*Extracted text:*
::::

Written by: Inez
Edited by: Chris
Visual by: Summer
The energy, the passion, and the dancing. The moshpit, the theatre, and the stage. Our return to hybrid undoubtedly comes with the excitement of events that almost define the ISM High School experience. With Battle of the Bands (BOB) last weekend and IASAS Cultural Convention just around the corner, participating students have been working hard to prepare top notch performances showcasing their talent. These students will get dressed and mount the stage in a few weeks to face… an empty fine arts theatre, their phone camera, or a zoom audience of profile pictures. As difficult as it is to swallow, the reality of online performances is a fact of the pandemic that we are bound to get used to. Unfortunately for our debaters, musicians, and dancers, performances now may be more difficult than ever without the support of a crowd, and the smiling faces of your friends and family watching you. It is fair to say that a crowd plays a large role in a performance. After all – who else would provide an echo to a Battle of the Bands vocalist singing a song everyone knows? Who else would provide the cheers preceding a performance, giving that performer an extra dose of confidence? An audience makes quite a difference, so what have our performers been doing to navigate this challenge?
Evidently due to the restrictions of the pandemic, most performances have been limited to solo or prerecorded performances. Since 2020, Battle of the Bands has been a pre-recorded and edited YouTube livestream, accessible through the custom ISM BOB website. While other events such as the IASAS cultural convention have completely involved online interactions.

::::

*Extracted records:*
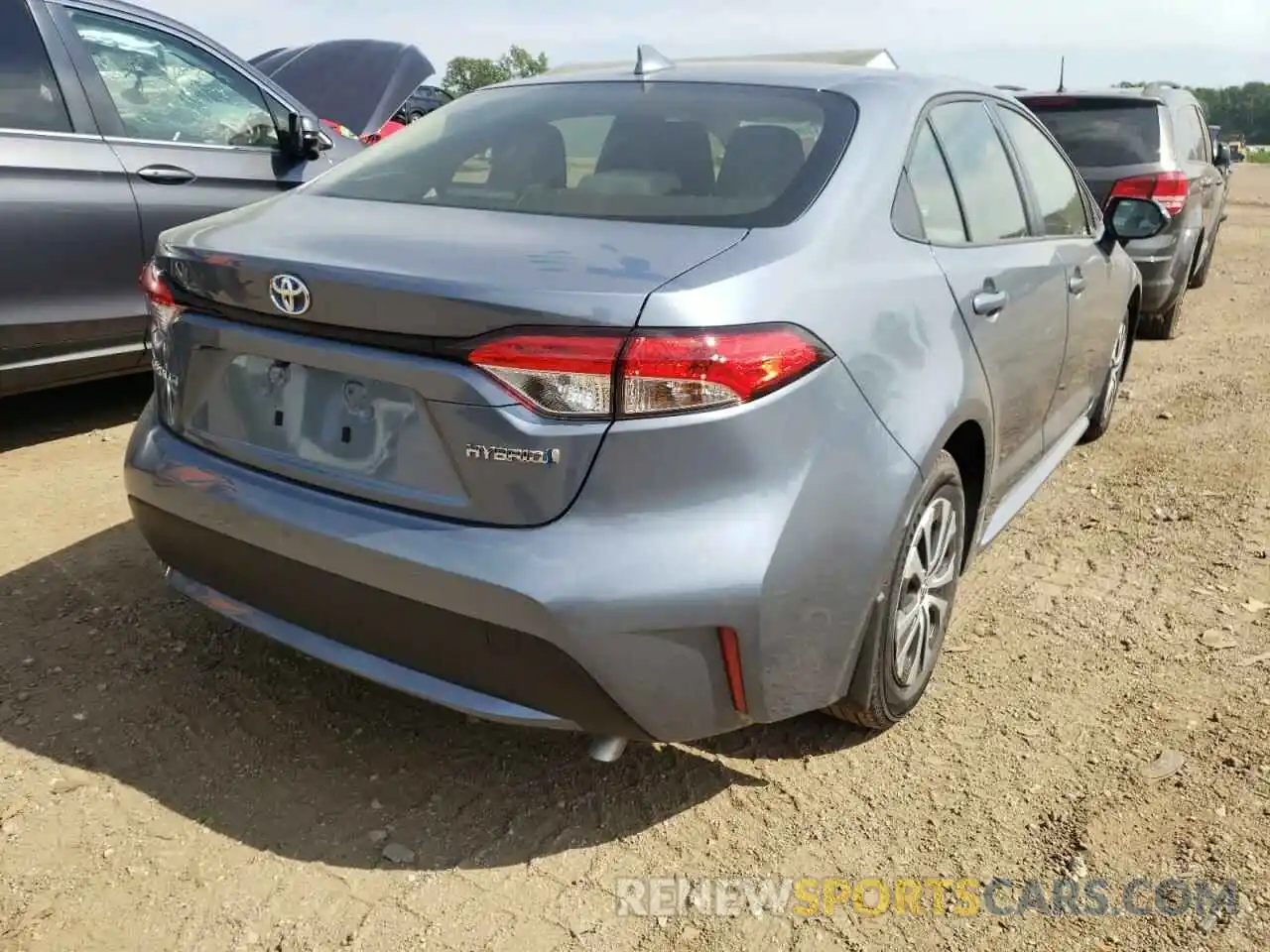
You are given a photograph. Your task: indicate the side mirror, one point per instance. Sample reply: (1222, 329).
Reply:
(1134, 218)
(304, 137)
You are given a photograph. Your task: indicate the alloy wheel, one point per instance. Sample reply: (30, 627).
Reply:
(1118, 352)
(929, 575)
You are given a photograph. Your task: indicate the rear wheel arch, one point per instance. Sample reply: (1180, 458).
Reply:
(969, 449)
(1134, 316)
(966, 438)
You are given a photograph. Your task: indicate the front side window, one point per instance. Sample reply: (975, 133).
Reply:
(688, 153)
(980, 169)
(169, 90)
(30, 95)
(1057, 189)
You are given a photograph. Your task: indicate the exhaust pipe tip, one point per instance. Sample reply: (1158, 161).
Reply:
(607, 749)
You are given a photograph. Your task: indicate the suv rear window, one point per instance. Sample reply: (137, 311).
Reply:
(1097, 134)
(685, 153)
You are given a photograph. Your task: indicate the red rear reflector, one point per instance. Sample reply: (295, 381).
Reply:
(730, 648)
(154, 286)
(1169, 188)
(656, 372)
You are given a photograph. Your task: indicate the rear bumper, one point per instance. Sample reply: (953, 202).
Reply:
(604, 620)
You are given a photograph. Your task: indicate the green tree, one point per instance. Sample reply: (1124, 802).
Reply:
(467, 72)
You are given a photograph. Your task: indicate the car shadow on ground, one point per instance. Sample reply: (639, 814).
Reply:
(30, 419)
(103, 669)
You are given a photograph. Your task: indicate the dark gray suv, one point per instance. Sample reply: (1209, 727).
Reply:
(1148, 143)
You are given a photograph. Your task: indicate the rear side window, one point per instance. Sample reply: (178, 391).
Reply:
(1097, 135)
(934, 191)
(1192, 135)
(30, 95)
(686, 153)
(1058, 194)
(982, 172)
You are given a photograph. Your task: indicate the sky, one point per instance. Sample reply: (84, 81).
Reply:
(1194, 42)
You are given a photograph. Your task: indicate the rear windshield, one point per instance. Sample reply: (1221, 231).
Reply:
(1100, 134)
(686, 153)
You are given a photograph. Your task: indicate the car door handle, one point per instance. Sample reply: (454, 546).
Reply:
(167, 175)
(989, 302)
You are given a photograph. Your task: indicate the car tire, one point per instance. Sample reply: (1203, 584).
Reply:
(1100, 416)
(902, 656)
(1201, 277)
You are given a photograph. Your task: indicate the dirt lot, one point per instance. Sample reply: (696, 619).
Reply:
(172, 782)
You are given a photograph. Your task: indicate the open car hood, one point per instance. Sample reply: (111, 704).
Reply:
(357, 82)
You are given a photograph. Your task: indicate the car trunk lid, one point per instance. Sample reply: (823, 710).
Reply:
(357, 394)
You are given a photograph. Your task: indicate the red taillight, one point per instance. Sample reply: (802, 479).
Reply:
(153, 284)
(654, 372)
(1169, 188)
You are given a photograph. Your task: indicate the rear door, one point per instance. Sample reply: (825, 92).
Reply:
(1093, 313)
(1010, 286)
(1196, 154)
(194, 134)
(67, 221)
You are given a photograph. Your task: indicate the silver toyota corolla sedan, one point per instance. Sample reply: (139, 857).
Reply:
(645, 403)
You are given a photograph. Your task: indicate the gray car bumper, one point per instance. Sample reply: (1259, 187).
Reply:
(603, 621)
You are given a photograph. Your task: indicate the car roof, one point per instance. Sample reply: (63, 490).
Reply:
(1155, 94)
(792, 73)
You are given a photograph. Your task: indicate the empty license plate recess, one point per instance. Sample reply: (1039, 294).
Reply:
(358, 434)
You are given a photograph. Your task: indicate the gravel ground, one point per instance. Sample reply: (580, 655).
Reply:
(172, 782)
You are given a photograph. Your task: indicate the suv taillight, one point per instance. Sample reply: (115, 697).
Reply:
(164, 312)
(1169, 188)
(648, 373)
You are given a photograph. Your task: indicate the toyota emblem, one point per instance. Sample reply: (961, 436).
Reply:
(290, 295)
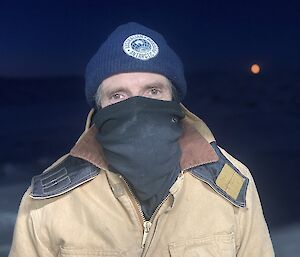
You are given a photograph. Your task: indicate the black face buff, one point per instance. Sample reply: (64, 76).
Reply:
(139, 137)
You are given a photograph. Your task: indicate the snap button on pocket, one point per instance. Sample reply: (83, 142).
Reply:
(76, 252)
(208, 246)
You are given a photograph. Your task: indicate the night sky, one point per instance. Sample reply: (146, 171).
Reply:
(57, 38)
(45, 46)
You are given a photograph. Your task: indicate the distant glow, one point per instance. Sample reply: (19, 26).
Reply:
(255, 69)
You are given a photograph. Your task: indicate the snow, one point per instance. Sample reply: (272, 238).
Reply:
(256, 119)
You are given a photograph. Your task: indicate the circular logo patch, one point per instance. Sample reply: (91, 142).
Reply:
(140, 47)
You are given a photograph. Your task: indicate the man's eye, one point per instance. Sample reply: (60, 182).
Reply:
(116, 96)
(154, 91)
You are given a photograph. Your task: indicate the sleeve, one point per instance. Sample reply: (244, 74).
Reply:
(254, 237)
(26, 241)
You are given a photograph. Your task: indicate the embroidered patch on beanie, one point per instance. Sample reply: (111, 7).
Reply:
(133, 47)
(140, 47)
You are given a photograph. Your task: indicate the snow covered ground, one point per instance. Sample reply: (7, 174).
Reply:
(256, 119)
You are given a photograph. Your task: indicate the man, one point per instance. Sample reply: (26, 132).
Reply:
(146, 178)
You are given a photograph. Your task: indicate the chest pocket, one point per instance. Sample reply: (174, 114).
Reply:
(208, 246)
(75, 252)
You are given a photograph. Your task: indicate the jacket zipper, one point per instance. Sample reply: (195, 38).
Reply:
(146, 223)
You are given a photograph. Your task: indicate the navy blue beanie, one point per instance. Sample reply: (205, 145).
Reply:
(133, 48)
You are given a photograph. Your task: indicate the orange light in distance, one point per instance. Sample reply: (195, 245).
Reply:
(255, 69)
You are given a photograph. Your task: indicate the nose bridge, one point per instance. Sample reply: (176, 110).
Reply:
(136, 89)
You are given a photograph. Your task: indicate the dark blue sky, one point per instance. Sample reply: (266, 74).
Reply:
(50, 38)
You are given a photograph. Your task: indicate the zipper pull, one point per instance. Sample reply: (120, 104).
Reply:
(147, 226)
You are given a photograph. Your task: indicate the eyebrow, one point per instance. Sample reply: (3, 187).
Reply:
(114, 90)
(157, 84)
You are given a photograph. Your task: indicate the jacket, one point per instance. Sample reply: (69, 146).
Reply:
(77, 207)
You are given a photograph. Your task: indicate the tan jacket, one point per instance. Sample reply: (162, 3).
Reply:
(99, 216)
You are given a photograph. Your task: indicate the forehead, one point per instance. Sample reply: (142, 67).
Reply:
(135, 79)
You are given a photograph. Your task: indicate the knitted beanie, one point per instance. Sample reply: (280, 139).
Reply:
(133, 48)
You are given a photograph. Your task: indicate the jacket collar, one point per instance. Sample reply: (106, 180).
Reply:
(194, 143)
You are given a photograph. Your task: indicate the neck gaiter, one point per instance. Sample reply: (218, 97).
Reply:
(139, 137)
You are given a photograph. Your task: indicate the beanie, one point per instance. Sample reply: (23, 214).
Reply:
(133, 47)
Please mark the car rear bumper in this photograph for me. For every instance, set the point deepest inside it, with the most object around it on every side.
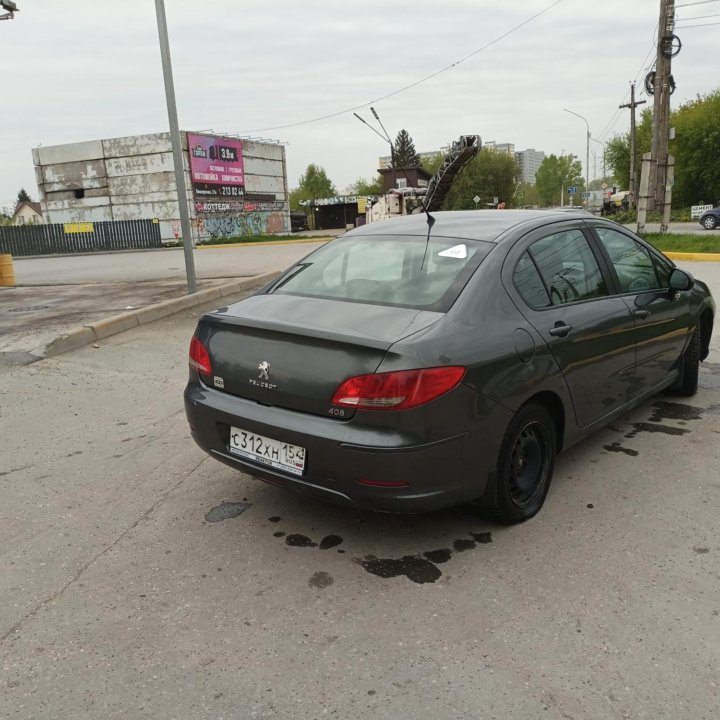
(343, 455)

::::

Resume the article about ISM students performing online during the pandemic, picking up after its last sentence. The records have nothing to do with the article.

Sophomore dancer Nina says, “It’s definitely different to the dance performances I grew up doing, but it’s allowed me to be more open-minded in my dance and confident in exploring my movement without self consciousness.” While the lack of an audience has transformed the performing experience once familiar to us, it has become an opportunity for performers to truly express themselves without the consciousness of hundreds of eyes watching you. This fuels the creative energy that makes passionate events of dancing and speaking more meaningful to both the audience and the performing community.
Michelle, an IASAS music delegate has embraced the challenge of unconventional performance, “It’s allowed us to perform through pre-recorded performance, which really lets me exhibit a performance that is to the best of my abilities.” As a violinist, the control of an environment while filming prevents distractions and allows her to focus on the arts itself.
Thus, while this era of the arts without the audience poses an obstacle to performing, it has become a period of growth and development for ISM students. As much as both audience members and performers miss the energy of proper productions, may we all hope for the best for what’s in store for future performances.